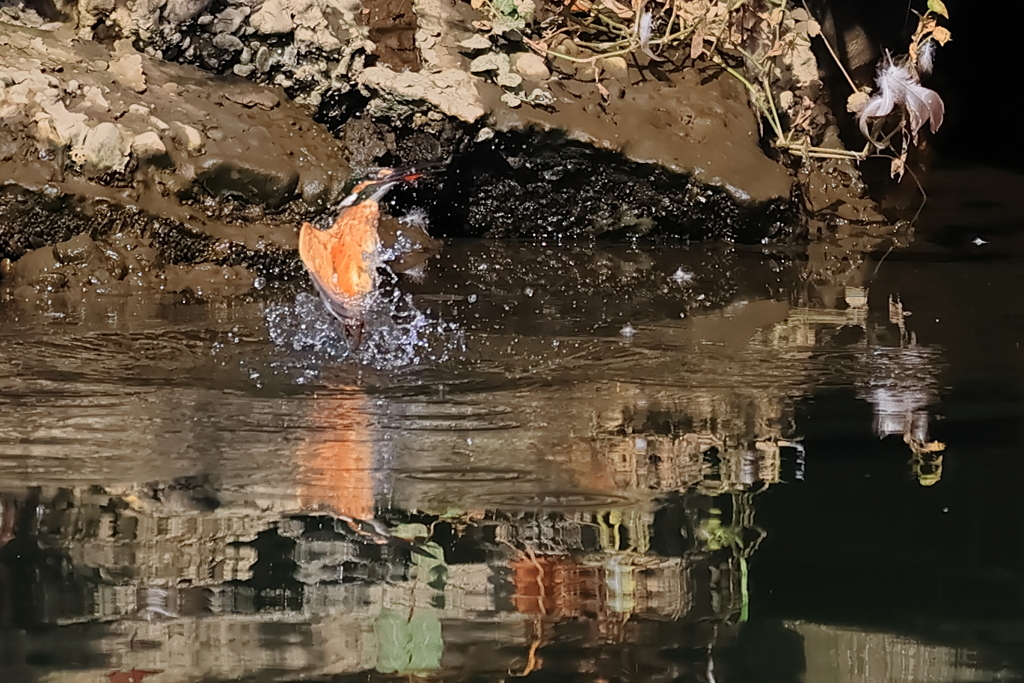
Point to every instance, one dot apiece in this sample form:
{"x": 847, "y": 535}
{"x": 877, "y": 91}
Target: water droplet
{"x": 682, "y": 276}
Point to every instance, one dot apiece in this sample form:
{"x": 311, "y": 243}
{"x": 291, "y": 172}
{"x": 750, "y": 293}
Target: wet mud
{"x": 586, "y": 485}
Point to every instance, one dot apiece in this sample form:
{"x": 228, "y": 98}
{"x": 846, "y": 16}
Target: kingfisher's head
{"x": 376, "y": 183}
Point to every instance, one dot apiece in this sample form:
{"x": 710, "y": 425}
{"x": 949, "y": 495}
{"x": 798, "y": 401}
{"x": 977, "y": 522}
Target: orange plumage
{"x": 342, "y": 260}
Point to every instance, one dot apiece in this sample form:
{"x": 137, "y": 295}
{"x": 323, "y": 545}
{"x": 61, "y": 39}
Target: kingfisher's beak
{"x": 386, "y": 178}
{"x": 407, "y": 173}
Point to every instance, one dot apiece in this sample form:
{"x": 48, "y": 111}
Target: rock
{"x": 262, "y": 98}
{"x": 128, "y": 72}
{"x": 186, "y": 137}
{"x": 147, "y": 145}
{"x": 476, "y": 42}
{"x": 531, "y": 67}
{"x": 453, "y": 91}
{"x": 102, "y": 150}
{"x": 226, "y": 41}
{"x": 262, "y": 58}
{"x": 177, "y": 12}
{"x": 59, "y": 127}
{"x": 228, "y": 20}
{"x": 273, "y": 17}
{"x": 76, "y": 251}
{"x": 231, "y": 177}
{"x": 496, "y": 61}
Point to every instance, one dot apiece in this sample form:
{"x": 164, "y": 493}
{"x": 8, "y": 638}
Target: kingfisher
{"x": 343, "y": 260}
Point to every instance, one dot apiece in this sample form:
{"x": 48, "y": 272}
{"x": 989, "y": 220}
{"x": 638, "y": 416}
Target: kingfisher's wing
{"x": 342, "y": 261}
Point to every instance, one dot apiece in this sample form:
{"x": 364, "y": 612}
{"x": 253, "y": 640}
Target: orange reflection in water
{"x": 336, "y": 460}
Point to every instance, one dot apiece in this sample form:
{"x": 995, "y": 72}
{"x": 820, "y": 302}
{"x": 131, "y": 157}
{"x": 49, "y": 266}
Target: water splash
----------
(Consigne) Veuillez relever toutes les lignes des données ci-dessus qui contiennent le mot « water ».

(Résultat de l'exercice)
Target: water droplet
Target: orange reflection in water
Target: water splash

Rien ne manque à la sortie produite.